■ WORK REQUIRED ■
Starting with the first line and ending with the last, transcribe the data exactly.

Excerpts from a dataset
^^^^^^^^
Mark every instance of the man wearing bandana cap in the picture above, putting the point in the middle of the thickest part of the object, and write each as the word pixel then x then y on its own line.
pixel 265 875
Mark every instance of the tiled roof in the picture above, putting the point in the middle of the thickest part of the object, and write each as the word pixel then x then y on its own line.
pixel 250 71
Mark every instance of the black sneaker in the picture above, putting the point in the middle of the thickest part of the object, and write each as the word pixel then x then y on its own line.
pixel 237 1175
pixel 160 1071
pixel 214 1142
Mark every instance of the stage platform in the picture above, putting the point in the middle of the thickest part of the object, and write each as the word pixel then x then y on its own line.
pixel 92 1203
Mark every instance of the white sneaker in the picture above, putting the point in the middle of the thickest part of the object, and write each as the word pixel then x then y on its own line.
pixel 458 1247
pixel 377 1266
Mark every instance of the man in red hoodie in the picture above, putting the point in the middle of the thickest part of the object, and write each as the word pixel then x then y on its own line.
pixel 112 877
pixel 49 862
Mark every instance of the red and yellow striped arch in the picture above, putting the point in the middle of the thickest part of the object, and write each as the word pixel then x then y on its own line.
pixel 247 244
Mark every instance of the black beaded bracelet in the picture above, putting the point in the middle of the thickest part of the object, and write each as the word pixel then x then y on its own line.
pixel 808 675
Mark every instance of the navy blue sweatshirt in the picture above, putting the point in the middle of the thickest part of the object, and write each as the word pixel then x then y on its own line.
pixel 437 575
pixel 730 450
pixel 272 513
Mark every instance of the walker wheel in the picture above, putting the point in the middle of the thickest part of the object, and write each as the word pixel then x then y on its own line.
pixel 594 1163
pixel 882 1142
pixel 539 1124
^^^^^^^^
■ WRITTEN SOLUTION ■
Mark every instance of the man wearing bandana cap in the picture above, putting the point in the middle of the thickest part of the object, and write each as the word pixel then x then y on its own line.
pixel 265 875
Mark every instance of the tiled roof in the picture above, putting the point in the middle of the thickest part of the object, and write each as the word pixel then x then y on its own line.
pixel 250 71
Mark every instance of the black sneaker in the picture above, putting the point in the middle of the thickest part of the object, and write each as the word pixel then x then y on its own line.
pixel 237 1175
pixel 160 1071
pixel 214 1142
Mark every instance of the stage platform in the picture above, putting the point in the middle of the thickest part of the object, and write each as the word pixel then x then y on its own line.
pixel 92 1203
Mark every instance of the white sneaker in the picture above, putting the point in the middle of the thickest part of the object, and write each as the word pixel then x then y on its own line.
pixel 458 1247
pixel 377 1266
Mark every instance of the man in red hoodie in the picture above, putting the point in the middle of the thickest part of the object, and write each as the word pixel then x then y on its own line.
pixel 112 877
pixel 49 862
Mark every instance of the red and yellow striped arch in the picture above, putting the point in the middle of the thickest part of the object, and write each as the word pixel then x then y on its own line.
pixel 247 244
Mark every instance of the black beaded bracelet in the picture above, putting the point in the middle of the thickest part of the object, and write each as the word pixel then x then y on its own line.
pixel 808 675
Mark every instance of the navy blue sweatshirt in the picture above, putting the point in the middle of the thickest part of the object, and write each as the word pixel then x then y on its own line.
pixel 437 575
pixel 730 450
pixel 272 513
Mark every instance of the walker wheel in the picture above, putting the point in the middle of the thickest part of the object, and write each as the word pixel then x then y on its own line.
pixel 594 1163
pixel 882 1142
pixel 539 1124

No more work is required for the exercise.